● USING THE INFORMATION
**1)** According to the Speed Chess Championship text, what trophy will the event's winner receive from 2025 on?
**2)** Continue the Speed Chess Championship text from its last sentence.

● DOCUMENT SEGMENT
·····

The 2024 Finals, for the first time, were held live in Paris. The event attracted media attention due to the matchup between Carlsen and American grandmaster Hans Niemann, which was their first live meeting since their 2022 controversy. Although the players were physically present at the venue, the games were played online on on-site computers in an esports-style format, with a live audience present.

In 2025, Chess.com announced that the winner of the Speed Chess Championship thereafter would be awarded the Naroditsky Cup, in tribute to American grandmaster and commentator Daniel Naroditsky, who died on October 19th, 2025.

== List of winners ==

Speed Chess Championship finals
| No. | Year | Winner | Runner-up | Final score | Prize fund |
|---|---|---|---|---|---|
| 1 | 2016 | NOR Magnus Carlsen | USA Hikaru Nakamura | 14½-10½ | $40,000 |
| 2 | 2017 | NOR Magnus Carlsen | USA Hikaru Nakamura | 18-9 | $50,000 |
| 3 | 2018 | USA Hikaru Nakamura | USA Wesley So | 15½-12½ | $55,000 |
| 4 | 2019 | USA Hikaru Nakamura | USA Wesley So | 19½-14½ | $50,000 |
| 5 | 2020 | USA Hikaru Nakamura | FRA Maxime Vachier-Lagrave | 18½-12½ | $100,000 |
| 6 | 2021 | USA Hikaru Nakamura | USA Wesley So | 23-8 | $100,000 |
| 7 | 2022 | USA Hikaru Nakamura | NOR Magnus Carlsen | 14½-13½ | $100,000 |
| 8 | 2023 | NOR Magnus Carlsen | USA Hikaru Nakamura | 13½-12½ | $150,000 |
| 9 | 2024 | NOR Magnus Carlsen | FRA Alireza Firouzja | 23½-7½ | $175,000 |
| 10 | 2025 | NOR Magnus Carlsen | FRA Alireza Firouzja | 15-12 | $250,000 |

In the first eight editions, Nakamura only ever lost three matches in the Speed Chess Championship, all of them in the finals against Carlsen. Carlsen has only lost two matches, to Nakamura and Vachier-Lagrave.

·····

● PROVIDED MATERIAL
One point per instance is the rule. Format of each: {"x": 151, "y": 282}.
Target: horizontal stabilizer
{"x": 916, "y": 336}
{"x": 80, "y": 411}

·····

● REPLIES
**1)** The Naroditsky Cup.

**2)**
Women's Speed Chess Championship finals
| No. | Year | Winner | Runner-up | Final score | Prize fund |
|---|---|---|---|---|---|
| 1 | 2019 | ARM Elina Danielian | RUS Valentina Gunina | 15-13 | $20,000 |
| 2 | 2020 | UKR Anna Ushenina | RUS Alexandra Kosteniuk | 14½-13½ | $52,000 |
| 3 | 2021 | CHN Hou Yifan | IND Harika Dronavalli | 15-13 | $66,000 |
| 4 | 2022 | RUS Kateryna Lagno | CHN Hou Yifan | 15-13 | $70,000 |
| 5 | 2023 | CHN Hou Yifan | IND Harika Dronavalli | 15-11 | $75,000 |
| 6 | 2024 | CHN Ju Wenjun | FIDE Polina Shuvalova | 12½-9½ | $75,000 |
| 7 | 2025 | CHN Ju Wenjun | CHN Hou Yifan | 11½-9½ | $75,000 |
| 8 | 2026 | USA Alice Lee | CHN Hou Yifan | 11½-9½ | $75,000 |

From 2020 to 2022, the Women's Speed Chess Championship was jointly presented by Chess.com and FIDE. The event originally served as a qualifier to the main Speed Chess Championship, just like the Junior Speed Chess Championship, but has since been held as a standalone event.

== Events by year ==
=== 2016 ===
The inaugural event was called the Grandmaster Blitz Battle Championship. Carlsen, Nakamura, Vachier-Lagrave, World Blitz Champion Alexander Grischuk, Levon Aronian, Fabiano Caruana and Pentala Harikrishna were invited by Chess.com, while Tigran L. Petrosian entered through a qualifier event. The format for the matches was 90 minutes of 5 minute games with an increment of 2 seconds, followed by 60 minutes of 3 minute games with an increment of 2 seconds, and finally 30 minutes of 1 minute games with a 1-second increment. The first game of each segment was a Chess960 game.

The final, held on October 27, was Carlsen's last public tournament appearance before the classical World Chess Championship 2016. Carlsen won the first segment by a score of 5½-3½, and extended his lead with a 5-2 win in the next segment. Although Nakamura won the final segment by a score of 5-4, Carlsen still won the match convincingly thanks to his wins in the first two segments.

=== 2025 ===
The matches in the first two rounds, being held from October 13 to December 4, consisted of 75 minutes of 5 minute games, 50 minutes of 3 minute games, and 25 minutes of 1 minute games. In the semifinals and finals, which were held live in London on February 7–8, 2026, the segments were 90, 60 and 30 minutes long respectively. All the games had an increment of 1 second. Eight players qualified via Titled Tuesday tournaments, while the rest were invited. The prize fund was $250,000. The top three players qualified for the 2026 Esports World Cup.